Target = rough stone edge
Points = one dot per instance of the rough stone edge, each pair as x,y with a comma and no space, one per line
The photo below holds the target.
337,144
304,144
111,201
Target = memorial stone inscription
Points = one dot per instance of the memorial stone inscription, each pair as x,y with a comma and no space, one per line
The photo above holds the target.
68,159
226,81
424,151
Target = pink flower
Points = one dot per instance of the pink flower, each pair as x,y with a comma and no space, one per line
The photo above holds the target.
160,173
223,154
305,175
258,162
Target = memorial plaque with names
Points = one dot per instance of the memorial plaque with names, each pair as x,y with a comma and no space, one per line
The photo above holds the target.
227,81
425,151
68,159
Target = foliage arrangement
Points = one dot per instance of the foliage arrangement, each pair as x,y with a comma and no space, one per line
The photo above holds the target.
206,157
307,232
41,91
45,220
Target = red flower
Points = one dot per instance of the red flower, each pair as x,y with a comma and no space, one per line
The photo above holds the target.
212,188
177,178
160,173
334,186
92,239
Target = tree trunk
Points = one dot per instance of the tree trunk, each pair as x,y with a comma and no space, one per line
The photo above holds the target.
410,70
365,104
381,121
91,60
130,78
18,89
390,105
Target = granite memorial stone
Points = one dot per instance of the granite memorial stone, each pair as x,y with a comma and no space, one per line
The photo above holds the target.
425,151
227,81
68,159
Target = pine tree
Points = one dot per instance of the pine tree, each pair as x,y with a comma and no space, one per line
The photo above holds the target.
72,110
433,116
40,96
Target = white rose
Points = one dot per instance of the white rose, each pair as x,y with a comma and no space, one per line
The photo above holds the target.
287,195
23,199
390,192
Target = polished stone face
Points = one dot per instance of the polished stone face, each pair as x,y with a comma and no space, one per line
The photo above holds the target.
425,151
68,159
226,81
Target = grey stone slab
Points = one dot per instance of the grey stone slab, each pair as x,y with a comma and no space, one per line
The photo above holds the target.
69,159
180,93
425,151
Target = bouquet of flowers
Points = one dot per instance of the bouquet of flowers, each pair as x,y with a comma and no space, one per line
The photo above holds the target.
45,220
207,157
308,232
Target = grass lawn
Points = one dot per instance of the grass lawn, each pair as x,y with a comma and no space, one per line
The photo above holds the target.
★ ★ ★ ★ ★ ★ ★
> [Problem requirements]:
Exactly as written, please output every entry.

> [Exercise output]:
Target = rough stone edge
Points = one dot per instance of the rough stone edge, each pair as x,y with a comma and no space, one per line
The photo below holds the target.
337,144
304,144
111,201
Target = memorial stone inscription
Points = one dot per instance of the memorial stone inscription, each pair as x,y with a comma and no space, one per line
The photo above holds the target.
68,159
226,81
424,151
Target = pink flower
Points = one dot per instance of the pink flower, each pair as x,y with a comma and no space, one per line
The photo above holds the target.
160,173
223,154
305,175
258,162
Target = memorial plaque with names
Points = one dot per instance of the memorial plaque with names, each pair as x,y with a comma and no space, one per line
The photo above holds the target.
227,81
425,151
68,159
Target = foliage arrangement
Points = one dot per instance of the foliage arrangement, each pair as x,y with a comma and no space, one per line
The photo above holds the target.
206,157
307,232
41,91
45,220
Target = red flower
Points = one dot per instance of the red flower, each pair as x,y with a comma and no space, one per line
The photo above holds the target.
212,188
177,178
160,173
334,186
92,239
Target = tree trunk
Points = one dot per instance of the tree trunk, each pair as x,y with a comma and no space, one per line
The photo above holds the target.
410,70
365,104
381,121
91,60
130,78
18,89
390,105
Target = granite memorial stone
Points = one dot per instance of the granite memorial stone, each pair as x,y with a comma and no space, one per line
The photo above holds the target.
425,151
227,81
68,159
Target = pine tree
Points = one dot per instance of the pine tree, each pair as x,y with a comma and no space, one per line
The photo above holds the target.
72,110
433,116
40,96
Target = white rose
Points = one dot per instance of the white rose, each pair as x,y with a comma and no space, one per line
The photo above holds the target.
287,195
23,199
390,192
Target = polished stone face
Points = one dot per instance of the polished stone face, each pair as x,y with a comma and no space, one per line
The photo above holds the target.
425,151
68,159
226,81
Target = grey stone slab
Points = one dot per instance of the grey stone slab, each pair as x,y with a comma and no space, one per line
The photo above holds the target.
69,159
180,93
425,151
Target = bouquet of flowers
Points = one dot per instance of the bouquet of flowers, each pair as x,y with a comma and no space, one per line
The photo above holds the target.
45,220
207,157
308,232
Target = grass lawn
Points = one dot per instance of the grass lawn, each pair as x,y with a comma and no space, one per line
The photo above holds the target.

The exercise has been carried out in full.